• [Entries]
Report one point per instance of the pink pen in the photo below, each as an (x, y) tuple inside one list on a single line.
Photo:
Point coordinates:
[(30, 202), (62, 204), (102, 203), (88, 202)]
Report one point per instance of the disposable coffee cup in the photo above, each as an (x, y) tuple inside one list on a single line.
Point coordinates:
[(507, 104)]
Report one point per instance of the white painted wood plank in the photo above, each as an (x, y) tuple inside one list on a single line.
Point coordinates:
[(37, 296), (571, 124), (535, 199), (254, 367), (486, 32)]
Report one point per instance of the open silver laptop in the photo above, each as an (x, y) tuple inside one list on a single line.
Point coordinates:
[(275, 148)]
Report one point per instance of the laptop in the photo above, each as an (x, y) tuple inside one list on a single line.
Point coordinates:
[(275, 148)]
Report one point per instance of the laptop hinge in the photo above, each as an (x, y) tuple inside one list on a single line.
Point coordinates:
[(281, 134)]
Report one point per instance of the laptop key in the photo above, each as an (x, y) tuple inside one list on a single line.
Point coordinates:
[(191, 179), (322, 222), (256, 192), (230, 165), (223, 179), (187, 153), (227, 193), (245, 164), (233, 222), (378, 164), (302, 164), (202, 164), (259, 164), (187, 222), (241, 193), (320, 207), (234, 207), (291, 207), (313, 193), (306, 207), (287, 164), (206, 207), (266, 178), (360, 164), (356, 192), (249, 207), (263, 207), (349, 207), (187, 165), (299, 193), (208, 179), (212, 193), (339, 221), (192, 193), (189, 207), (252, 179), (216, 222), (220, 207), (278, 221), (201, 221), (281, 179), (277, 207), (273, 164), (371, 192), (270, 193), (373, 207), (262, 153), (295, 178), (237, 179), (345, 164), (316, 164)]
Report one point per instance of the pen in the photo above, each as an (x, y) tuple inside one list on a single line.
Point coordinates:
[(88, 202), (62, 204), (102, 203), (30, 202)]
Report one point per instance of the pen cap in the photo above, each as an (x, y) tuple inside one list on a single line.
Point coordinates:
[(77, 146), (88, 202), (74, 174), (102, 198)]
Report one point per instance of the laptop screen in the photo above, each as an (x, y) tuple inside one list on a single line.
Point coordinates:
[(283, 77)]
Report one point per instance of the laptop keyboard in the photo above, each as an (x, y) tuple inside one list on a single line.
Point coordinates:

• [What this task involves]
Rewrite all the records above, replacing "Point coordinates" with "Point positions" and keeping everything else the same.

• [Output of the task]
Report one point per instance of the pink pen in the photo below, each as an (x, y) tuple inside one list on a single line.
Photo:
Point positions:
[(30, 202), (62, 204), (102, 203), (88, 202)]
Report one point per instance of the disposable coffee cup in the photo above, each as an (x, y) tuple inside one list on a single line.
Point positions:
[(507, 104)]
Report one point per instance of the white painted wood plank in the photo above, each as an (x, y) tuple inside one list on a single line.
Point positions:
[(37, 296), (571, 124), (535, 199), (254, 367), (486, 32)]
Report one point per instance of the open silver laptop in the photo above, each as an (x, y) tuple inside one list on a single line.
Point positions:
[(275, 148)]
Report one point per instance of the laptop in the photo above, each as an (x, y) tuple inside one list on a single line.
Point positions:
[(275, 148)]
Report one point per instance of the laptop hinge in the photo above, each as an (x, y) tuple inside one list on a single line.
Point positions:
[(281, 134)]
Report one point per instance of the laptop key in the photo above, each as an (x, y) tuple inside one list on a single line.
Point positions:
[(191, 179), (322, 222), (256, 192), (230, 165), (223, 179), (187, 153), (227, 193), (245, 164), (233, 222), (378, 164), (302, 164), (202, 164), (259, 164), (187, 222), (241, 193), (320, 207), (234, 207), (291, 207), (313, 193), (306, 207), (287, 164), (206, 207), (266, 178), (360, 164), (356, 192), (249, 207), (263, 207), (349, 207), (187, 165), (299, 193), (208, 179), (212, 193), (339, 221), (192, 193), (189, 207), (252, 179), (216, 222), (220, 207), (278, 221), (201, 221), (281, 179), (277, 207), (273, 164), (371, 192), (270, 193), (373, 207), (262, 153), (295, 178), (237, 179), (345, 164), (316, 164)]
Report one point per instance of the pen in the photo above, each as an (x, y) tuple inside one list on a single line.
Point positions:
[(88, 202), (62, 204), (102, 203), (30, 202)]
Report one point per instance of the pen cap in the photo above, each as an (x, y) tuple inside one list on a single line.
Point positions:
[(77, 146), (88, 202), (74, 174), (102, 198)]
Report one point per instance of the laptop screen in the photo above, each as an (x, y) tuple inside one list on a single line.
Point positions:
[(283, 77)]
Report one point per instance of the laptop keyboard in the photo above, each as an (x, y) tuple inside one list on a single line.
Point positions:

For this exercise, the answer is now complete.